__SET OF TASKS__:
a: List every specific, individually named astronomical object that the passage about Bill's research career mentions.
b: Continue the passage about Bill's research career from its final sentence.
TEXT EXCERPT below:
Bill maintained an active research career even after retirement and much of his work was truly pioneering. His eady studies on least-squares analysis of pulsating star light curves laid the foundation for the period searching techniques commonly used today. In the 1950s he obtained high-dispersion spectra of chemically peculiar stars and searched for rotational variability. With Moorhead and Lowe he observed abundances in the Orion Nebula using the 1.2-meter telescope. Using the Michelson dynamic interferometer on the CFHT in 1986 he set important limits to the abundance of HeH+ in the planetary nebula NGC 7027.
In the 1980s, Bill's interest and experience in stellar pulsation and chemical peculiarity finally converged in the study of the rapidly oscillating Ap stars. He was one of the first to recognize the potential diagnostic power of this new class of rapid variables, while many astronomers remained skeptical about their reality. Bill's efforts to map the surface abundances of Ap (CP2) stars were pioneering. He had always shown great respect and admiration for the work of Armin Deutsch and his attempts to develop a technique for surface mapping of Ap stars. As he had for roAp stars later in his career, Bill had the knack to recognize a potential astrophysical goldmine, taking a very early interest in looking for the line profile variations that should be visible because of the non-homogeneous distribution of abundances on the surfaces of Ap stars. At a meeting on Ap stars held in Baltimore in 1967, he delivered a paper on Chi Serpentis where he mentioned looking for the expected line profile effects in his photographic spectra. Subsequently he was involved in one of the two major efforts to apply Deutsch's method to other Ap stars.
End of TEXT EXCERPT.
MATERIAL SUPPLIED below:
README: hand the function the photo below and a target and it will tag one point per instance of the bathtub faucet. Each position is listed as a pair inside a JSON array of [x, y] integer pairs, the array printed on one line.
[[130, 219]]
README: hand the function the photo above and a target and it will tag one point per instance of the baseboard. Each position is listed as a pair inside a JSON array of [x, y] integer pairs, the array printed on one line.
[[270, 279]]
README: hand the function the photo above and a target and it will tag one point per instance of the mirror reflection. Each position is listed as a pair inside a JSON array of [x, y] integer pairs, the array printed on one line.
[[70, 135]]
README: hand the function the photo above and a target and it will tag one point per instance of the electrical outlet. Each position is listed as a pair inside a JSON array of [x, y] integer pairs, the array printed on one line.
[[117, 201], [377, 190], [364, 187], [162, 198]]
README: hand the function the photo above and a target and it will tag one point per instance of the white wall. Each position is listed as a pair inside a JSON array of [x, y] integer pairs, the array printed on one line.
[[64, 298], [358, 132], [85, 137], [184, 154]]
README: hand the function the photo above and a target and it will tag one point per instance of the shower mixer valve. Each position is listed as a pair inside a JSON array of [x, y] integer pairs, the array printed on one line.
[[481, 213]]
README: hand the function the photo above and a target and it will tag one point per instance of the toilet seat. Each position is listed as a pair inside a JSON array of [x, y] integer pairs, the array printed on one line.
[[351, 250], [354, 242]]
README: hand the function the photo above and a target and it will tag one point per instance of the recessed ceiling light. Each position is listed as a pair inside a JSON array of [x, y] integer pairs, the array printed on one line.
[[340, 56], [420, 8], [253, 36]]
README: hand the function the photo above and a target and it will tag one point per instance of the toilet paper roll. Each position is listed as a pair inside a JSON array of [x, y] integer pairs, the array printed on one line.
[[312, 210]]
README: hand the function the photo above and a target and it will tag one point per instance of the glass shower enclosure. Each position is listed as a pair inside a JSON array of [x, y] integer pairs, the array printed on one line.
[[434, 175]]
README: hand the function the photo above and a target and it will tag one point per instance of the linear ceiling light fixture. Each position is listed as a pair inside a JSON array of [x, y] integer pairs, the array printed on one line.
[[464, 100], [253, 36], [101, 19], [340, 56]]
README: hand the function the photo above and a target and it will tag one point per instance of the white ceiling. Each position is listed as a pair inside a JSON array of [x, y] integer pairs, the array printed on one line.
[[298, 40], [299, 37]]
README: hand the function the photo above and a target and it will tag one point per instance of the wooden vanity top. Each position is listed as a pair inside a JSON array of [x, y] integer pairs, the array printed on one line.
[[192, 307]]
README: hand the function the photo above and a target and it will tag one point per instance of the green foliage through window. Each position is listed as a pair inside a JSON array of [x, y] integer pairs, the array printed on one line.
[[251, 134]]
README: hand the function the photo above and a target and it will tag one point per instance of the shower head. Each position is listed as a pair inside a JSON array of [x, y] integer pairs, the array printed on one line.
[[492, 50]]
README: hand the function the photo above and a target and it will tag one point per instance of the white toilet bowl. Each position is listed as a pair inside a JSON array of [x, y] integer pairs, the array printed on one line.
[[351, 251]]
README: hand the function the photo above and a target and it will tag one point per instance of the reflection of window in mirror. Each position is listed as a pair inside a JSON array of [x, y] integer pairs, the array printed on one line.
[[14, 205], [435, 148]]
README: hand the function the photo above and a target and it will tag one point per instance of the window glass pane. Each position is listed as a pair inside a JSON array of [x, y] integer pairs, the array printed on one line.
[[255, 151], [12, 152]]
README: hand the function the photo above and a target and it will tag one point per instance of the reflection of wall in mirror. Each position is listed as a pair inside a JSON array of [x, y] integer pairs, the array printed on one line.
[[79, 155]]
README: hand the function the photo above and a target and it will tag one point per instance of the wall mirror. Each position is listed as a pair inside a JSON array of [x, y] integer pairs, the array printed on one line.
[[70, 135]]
End of MATERIAL SUPPLIED.
__SOLVED PROBLEMS__:
a:
Orion Nebula
NGC 7027
Chi Serpentis

b:
In 1974, Bill and Alfred Falk published a paper applying the Deutsch technique to line profile variations, with the hope of recovering information about a star's surface. The poor quality of the photographic spectra prevented the idea from being properly tested. In 1979 Russian astronomers who were developing digital computer techniques to invert the information in stellar line profiles to obtain surface structure asked Bill and his former graduate student, John Rice of Brandon University, to obtain high signal to noise spectra of Ap stars with electronic detectors at high resolution to test their program. Thus began a very productive international collaboration which eventually expanded beyond Canada and Russia to include Austria, Finland and the U. S., and produced a series of papers with maps of surface abundance and temperature for both hot and cool stars. Bill was an active member of two IAU Commissions and at the time of his death was President of the Working Group on Ap and Related Stars.
In addition to his life in science Bill enjoyed a very close family life. He is survived by his wife Amelia, also an astronomer, his four children, Ruth, Jeanne, David and Alice, and two grandchildren. We have lost a great friend. Not only was Bill a pioneer in science but he quietly helped Canadian astronomy maintain its place on the international stage.